### What to work on
Put the entries into a numbered list, starting at the line that contains "negative clicks: (366, 354) (359, 353)" and stopping after the line that contains "positive clicks: (494, 5) (505, 2)". Include both of those lines and leave out any blank lines.
----- Supplied records
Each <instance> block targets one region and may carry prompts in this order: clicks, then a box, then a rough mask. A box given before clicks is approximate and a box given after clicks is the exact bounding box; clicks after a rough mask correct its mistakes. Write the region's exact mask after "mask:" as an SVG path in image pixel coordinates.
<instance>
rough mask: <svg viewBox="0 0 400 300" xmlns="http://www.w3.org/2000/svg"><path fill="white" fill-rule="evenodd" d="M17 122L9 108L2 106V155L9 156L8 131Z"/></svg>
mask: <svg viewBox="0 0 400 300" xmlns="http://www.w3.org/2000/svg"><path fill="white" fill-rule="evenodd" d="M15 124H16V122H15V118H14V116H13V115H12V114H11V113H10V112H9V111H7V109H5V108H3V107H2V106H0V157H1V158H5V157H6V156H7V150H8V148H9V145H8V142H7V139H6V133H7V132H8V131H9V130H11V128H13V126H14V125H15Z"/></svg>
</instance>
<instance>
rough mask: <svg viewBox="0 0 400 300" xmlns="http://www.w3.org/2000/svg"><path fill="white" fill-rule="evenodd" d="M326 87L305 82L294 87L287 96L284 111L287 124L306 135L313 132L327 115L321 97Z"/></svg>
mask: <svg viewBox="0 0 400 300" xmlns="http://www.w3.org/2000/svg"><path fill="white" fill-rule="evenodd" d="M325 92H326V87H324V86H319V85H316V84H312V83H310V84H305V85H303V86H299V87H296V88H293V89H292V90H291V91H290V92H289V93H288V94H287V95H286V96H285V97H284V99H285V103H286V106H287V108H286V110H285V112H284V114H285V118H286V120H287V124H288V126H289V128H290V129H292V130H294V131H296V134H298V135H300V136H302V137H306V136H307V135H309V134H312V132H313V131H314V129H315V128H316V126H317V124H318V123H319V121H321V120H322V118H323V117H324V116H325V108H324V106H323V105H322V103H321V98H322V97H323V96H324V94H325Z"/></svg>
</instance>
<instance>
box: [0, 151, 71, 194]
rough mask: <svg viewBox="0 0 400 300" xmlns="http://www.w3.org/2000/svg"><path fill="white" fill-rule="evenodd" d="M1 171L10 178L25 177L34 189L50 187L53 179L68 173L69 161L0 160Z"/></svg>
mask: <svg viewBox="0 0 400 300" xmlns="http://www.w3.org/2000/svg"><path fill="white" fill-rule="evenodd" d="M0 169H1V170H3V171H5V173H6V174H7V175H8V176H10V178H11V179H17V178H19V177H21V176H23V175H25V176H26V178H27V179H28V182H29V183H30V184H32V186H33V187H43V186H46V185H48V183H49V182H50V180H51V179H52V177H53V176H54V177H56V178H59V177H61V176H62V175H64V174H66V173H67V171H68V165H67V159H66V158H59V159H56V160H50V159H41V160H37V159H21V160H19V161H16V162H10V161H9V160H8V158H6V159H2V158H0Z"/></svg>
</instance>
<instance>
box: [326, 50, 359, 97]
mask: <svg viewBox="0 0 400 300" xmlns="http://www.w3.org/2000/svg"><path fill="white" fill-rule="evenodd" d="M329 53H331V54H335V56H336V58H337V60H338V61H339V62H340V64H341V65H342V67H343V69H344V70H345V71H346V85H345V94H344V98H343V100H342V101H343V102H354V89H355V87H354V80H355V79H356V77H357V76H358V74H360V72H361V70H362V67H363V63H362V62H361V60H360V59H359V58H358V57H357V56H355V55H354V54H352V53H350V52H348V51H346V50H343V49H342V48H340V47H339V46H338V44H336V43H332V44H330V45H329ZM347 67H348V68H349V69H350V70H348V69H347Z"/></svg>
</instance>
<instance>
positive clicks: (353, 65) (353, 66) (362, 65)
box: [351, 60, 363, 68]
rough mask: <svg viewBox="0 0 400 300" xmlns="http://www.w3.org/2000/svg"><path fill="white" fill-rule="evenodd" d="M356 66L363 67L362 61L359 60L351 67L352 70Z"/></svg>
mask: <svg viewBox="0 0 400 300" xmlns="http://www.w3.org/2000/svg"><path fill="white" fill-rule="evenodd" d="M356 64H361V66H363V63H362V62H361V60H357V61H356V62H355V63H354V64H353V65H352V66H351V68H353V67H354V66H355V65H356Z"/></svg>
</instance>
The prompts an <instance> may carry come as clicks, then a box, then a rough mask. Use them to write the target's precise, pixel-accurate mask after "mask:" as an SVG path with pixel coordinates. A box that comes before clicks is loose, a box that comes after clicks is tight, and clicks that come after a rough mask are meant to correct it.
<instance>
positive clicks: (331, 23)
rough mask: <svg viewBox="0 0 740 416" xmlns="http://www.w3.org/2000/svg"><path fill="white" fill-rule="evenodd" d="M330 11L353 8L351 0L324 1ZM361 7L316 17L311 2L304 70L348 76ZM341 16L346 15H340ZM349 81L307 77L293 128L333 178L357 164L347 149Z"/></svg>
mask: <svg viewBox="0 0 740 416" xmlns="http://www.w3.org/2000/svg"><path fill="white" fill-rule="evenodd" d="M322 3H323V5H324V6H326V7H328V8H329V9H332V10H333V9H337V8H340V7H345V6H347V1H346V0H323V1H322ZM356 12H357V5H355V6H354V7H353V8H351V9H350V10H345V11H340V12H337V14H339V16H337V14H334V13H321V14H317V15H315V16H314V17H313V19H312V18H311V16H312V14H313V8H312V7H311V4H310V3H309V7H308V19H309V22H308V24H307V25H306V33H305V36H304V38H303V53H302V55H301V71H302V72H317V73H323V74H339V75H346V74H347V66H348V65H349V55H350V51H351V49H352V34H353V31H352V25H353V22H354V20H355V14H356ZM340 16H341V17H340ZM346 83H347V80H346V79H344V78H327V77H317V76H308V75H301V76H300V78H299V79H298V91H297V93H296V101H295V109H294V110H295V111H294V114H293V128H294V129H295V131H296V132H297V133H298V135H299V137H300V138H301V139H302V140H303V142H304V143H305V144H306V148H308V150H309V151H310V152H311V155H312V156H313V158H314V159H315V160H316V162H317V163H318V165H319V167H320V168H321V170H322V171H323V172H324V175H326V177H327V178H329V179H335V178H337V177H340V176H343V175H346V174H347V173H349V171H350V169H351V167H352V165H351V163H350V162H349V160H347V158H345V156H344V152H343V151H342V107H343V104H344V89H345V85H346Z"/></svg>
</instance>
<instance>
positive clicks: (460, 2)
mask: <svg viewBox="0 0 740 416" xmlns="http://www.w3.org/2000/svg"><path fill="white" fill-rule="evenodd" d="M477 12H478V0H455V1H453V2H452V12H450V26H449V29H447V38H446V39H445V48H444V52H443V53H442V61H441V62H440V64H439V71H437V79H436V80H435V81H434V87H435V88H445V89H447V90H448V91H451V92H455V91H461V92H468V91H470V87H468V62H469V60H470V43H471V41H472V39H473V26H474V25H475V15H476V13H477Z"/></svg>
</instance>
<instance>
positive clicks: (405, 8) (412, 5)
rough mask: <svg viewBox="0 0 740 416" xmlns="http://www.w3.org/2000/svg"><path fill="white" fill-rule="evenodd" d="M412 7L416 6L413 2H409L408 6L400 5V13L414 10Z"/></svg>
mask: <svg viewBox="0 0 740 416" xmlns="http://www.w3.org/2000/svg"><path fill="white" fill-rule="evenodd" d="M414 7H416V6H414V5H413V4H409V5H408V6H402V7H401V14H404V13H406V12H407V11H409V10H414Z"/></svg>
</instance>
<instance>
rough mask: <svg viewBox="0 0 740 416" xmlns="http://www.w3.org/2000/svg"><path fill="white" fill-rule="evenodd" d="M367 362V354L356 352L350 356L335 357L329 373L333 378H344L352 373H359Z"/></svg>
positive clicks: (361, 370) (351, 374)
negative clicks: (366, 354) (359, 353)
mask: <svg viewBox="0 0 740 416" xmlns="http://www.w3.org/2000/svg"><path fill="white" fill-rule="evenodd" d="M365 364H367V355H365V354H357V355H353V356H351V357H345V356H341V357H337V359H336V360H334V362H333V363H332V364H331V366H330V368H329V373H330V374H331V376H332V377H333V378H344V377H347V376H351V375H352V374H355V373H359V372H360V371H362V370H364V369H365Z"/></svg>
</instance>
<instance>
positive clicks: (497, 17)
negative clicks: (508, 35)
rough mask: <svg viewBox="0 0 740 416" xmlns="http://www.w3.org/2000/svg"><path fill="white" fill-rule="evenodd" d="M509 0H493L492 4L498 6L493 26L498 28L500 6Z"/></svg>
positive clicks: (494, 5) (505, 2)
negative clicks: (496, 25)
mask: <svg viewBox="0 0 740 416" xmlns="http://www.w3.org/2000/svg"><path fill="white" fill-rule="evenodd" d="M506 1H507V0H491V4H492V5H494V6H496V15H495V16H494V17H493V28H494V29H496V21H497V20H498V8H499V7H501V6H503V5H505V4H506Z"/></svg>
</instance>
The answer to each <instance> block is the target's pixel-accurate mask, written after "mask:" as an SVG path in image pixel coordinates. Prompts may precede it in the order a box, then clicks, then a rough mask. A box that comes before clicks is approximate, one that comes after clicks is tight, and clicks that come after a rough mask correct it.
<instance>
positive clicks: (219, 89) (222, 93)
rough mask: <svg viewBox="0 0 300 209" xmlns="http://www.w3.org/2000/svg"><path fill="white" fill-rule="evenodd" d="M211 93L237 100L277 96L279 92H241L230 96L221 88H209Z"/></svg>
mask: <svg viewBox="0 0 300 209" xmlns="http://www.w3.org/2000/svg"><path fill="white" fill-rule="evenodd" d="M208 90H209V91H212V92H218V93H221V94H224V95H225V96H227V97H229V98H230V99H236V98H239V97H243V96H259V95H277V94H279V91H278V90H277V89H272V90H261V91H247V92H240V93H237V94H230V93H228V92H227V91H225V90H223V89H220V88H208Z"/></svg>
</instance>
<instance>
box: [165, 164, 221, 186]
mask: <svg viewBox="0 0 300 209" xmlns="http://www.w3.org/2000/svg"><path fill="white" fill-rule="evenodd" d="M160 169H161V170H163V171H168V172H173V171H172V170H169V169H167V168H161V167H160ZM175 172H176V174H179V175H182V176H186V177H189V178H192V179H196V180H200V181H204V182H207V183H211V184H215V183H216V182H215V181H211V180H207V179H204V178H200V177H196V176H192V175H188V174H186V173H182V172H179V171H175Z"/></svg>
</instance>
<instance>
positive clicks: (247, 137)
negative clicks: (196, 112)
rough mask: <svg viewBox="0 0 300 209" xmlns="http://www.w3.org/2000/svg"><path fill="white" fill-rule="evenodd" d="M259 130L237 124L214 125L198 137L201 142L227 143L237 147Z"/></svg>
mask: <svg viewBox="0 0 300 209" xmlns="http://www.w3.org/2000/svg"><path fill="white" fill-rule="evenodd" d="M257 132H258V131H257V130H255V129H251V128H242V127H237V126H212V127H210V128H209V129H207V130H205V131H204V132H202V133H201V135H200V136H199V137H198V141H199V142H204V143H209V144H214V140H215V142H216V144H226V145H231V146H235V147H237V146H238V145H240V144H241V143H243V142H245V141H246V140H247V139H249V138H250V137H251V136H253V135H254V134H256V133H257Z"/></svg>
----------
### Response below
1. negative clicks: (366, 354) (359, 353)
2. mask: <svg viewBox="0 0 740 416" xmlns="http://www.w3.org/2000/svg"><path fill="white" fill-rule="evenodd" d="M365 364H367V355H365V354H357V355H353V356H351V357H345V356H341V357H337V359H336V360H334V362H333V363H332V364H331V366H330V368H329V373H330V374H331V376H332V377H333V378H344V377H347V376H351V375H352V374H355V373H359V372H360V371H362V370H364V369H365Z"/></svg>
3. </instance>
4. <instance>
5. positive clicks: (497, 17)
6. negative clicks: (508, 35)
7. rough mask: <svg viewBox="0 0 740 416" xmlns="http://www.w3.org/2000/svg"><path fill="white" fill-rule="evenodd" d="M509 0H493L492 4L498 6L493 26L498 28L500 6Z"/></svg>
8. positive clicks: (494, 5) (505, 2)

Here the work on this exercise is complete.